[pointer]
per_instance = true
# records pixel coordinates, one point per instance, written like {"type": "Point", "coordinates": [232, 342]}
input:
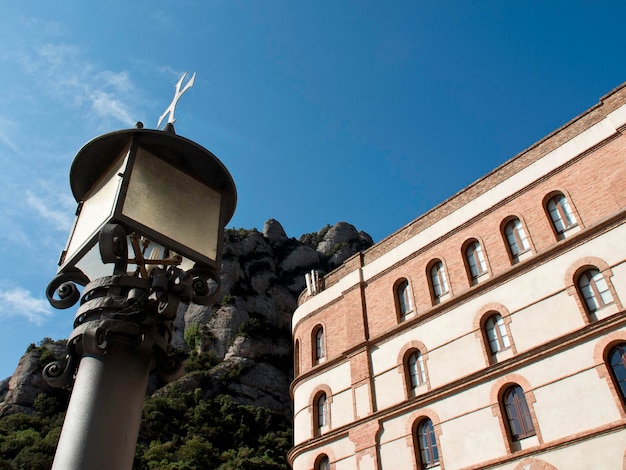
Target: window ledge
{"type": "Point", "coordinates": [521, 256]}
{"type": "Point", "coordinates": [605, 311]}
{"type": "Point", "coordinates": [443, 297]}
{"type": "Point", "coordinates": [569, 231]}
{"type": "Point", "coordinates": [525, 443]}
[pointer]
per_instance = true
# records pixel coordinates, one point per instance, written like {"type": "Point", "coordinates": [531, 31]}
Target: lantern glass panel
{"type": "Point", "coordinates": [174, 204]}
{"type": "Point", "coordinates": [97, 207]}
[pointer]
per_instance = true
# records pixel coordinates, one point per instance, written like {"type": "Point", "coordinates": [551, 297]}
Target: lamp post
{"type": "Point", "coordinates": [148, 234]}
--------------------------------------------------
What is being asked ::
Format the lines above as a JSON list of strings, one string per line and no entries for blank lines. Leave the pictures out.

Exercise response ::
[
  "[pointer]",
  "per_instance = true",
  "# records pixel coordinates, one point per instance, written like {\"type\": \"Point\", \"coordinates\": [232, 342]}",
  "input:",
  "Target: window ledge",
  "{\"type\": \"Point\", \"coordinates\": [521, 256]}",
  "{\"type\": \"Point\", \"coordinates\": [605, 311]}",
  "{\"type\": \"Point\", \"coordinates\": [443, 297]}",
  "{\"type\": \"Point\", \"coordinates\": [569, 231]}",
  "{\"type\": \"Point\", \"coordinates\": [525, 443]}",
  "[pointer]",
  "per_instance = true",
  "# records pixel coordinates, one point per instance, written like {\"type\": \"Point\", \"coordinates\": [531, 31]}",
  "Target: lantern glass panel",
  "{\"type\": \"Point\", \"coordinates\": [174, 204]}",
  "{\"type\": \"Point\", \"coordinates\": [97, 207]}",
  "[pointer]",
  "per_instance = true",
  "# records pixel coordinates, one point per instance, written like {\"type\": \"Point\", \"coordinates\": [551, 297]}",
  "Target: lamp post",
  "{\"type\": \"Point\", \"coordinates\": [148, 234]}"
]